AIM
Copy the listing below word for word, but leave the pictures out.

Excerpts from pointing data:
** BEGIN **

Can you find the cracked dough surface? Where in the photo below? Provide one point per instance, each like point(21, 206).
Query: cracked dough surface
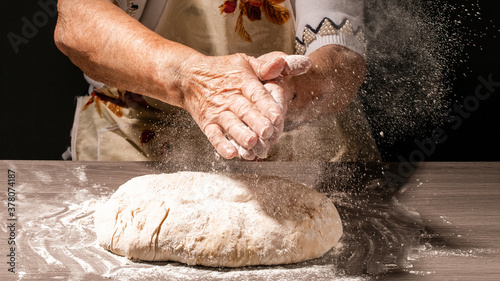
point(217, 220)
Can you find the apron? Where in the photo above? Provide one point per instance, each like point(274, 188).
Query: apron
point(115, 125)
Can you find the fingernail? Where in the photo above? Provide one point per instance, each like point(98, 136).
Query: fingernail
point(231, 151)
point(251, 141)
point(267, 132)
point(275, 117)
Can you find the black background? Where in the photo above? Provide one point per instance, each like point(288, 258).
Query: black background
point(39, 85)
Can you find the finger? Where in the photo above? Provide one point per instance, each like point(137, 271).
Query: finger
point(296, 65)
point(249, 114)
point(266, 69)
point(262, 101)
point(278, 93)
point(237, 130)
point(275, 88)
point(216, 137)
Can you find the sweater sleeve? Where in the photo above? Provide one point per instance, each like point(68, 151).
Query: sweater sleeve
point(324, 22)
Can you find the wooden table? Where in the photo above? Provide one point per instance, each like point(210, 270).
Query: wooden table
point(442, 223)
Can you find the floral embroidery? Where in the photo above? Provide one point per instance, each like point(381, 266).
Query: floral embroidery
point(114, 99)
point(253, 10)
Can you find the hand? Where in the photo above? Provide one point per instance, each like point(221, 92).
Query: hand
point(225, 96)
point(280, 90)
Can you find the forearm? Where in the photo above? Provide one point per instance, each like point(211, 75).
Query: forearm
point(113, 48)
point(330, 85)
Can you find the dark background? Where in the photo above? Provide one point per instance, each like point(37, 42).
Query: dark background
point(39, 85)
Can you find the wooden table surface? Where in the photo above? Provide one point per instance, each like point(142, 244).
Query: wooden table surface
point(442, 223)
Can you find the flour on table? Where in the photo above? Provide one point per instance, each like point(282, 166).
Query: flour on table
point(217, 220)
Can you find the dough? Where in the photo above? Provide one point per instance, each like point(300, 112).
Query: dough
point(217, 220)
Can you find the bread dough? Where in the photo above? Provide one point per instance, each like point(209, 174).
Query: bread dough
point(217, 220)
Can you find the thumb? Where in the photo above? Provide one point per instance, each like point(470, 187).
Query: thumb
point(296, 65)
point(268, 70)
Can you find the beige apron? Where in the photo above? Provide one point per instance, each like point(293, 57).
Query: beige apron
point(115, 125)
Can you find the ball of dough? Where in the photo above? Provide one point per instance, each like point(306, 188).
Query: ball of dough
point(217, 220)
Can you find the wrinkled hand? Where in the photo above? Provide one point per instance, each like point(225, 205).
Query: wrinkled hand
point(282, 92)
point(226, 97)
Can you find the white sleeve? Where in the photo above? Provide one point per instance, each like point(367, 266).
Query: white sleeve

** END **

WRITTEN SOLUTION
Can you find the cracked dough surface? Where in the photo below? Provide one point per instance, each like point(21, 206).
Query: cracked dough surface
point(217, 220)
Can you find the apron? Where in the photo above? Provide one point per instance, each like point(274, 188).
Query: apron
point(115, 125)
Can you find the fingernail? Where in the photo above? Provide one point per instance, each like point(98, 136).
Query: fingernail
point(231, 151)
point(251, 141)
point(267, 132)
point(275, 117)
Can you find the black background? Where in the photo above? Provide one point per instance, each like point(288, 258).
Query: black background
point(39, 85)
Can you find the finger? Where in the photo above? Provide one point per instance, each like point(137, 271).
Query: finger
point(296, 65)
point(249, 114)
point(266, 69)
point(262, 101)
point(278, 93)
point(237, 130)
point(275, 88)
point(216, 137)
Can you find the sweater sleeve? Where in the photo above? Provide one point per instance, each like point(68, 151).
Query: sweater sleeve
point(324, 22)
Can you find the wooden table? Where in the photo above? Provide one point per instance, each like point(210, 270).
Query: wooden table
point(442, 223)
Can you find the floral embroidery? Where in the photo above? Provide one point per instance, each like point(381, 266).
Query: floral embroidery
point(114, 99)
point(253, 10)
Can you find the hand? Where in the photo above? Provide one point per instance, each like point(221, 92).
Query: hand
point(225, 96)
point(280, 90)
Can you find the forearm? Where in the photo above? Provide one point per instance, each like point(211, 75).
Query: forearm
point(113, 48)
point(330, 85)
Can you find the dark background? Where in the photo above? Provide one point per instance, each like point(37, 42).
Query: dark background
point(39, 85)
Can you find the wooden table surface? Where in the photo above? Provide one point per instance, each like point(142, 244).
Query: wooden table surface
point(442, 223)
Can you find the flour on table? Where in the photo above? Provide one point per instance, each like point(282, 166).
Query: flour on table
point(217, 220)
Can you find the dough? Where in the photo above? Provide one point per instance, each like point(300, 112).
Query: dough
point(217, 220)
Can you find the bread dough? Where in the photo above? Provide one point per instance, each like point(209, 174).
Query: bread dough
point(217, 220)
Can you find the thumb? Where in the photo above? Provide one point per instance, each like point(470, 187).
Query: thumb
point(296, 65)
point(268, 70)
Can you find the beige apron? Where in the photo above? Provide one point per instance, each like point(293, 57).
Query: beige apron
point(115, 125)
Can you find the ball of dough? Where in the photo above? Provide one point per instance, each like point(306, 188).
Query: ball of dough
point(217, 220)
Can you find the wrinkled hand? Where in the photo above? Provide one point per instance, each like point(225, 205).
Query: wrinkled hand
point(282, 92)
point(226, 97)
Can you find the white sleeve? Where in the photo above? Provide one point per instance, each like point(367, 266).
Query: white sleeve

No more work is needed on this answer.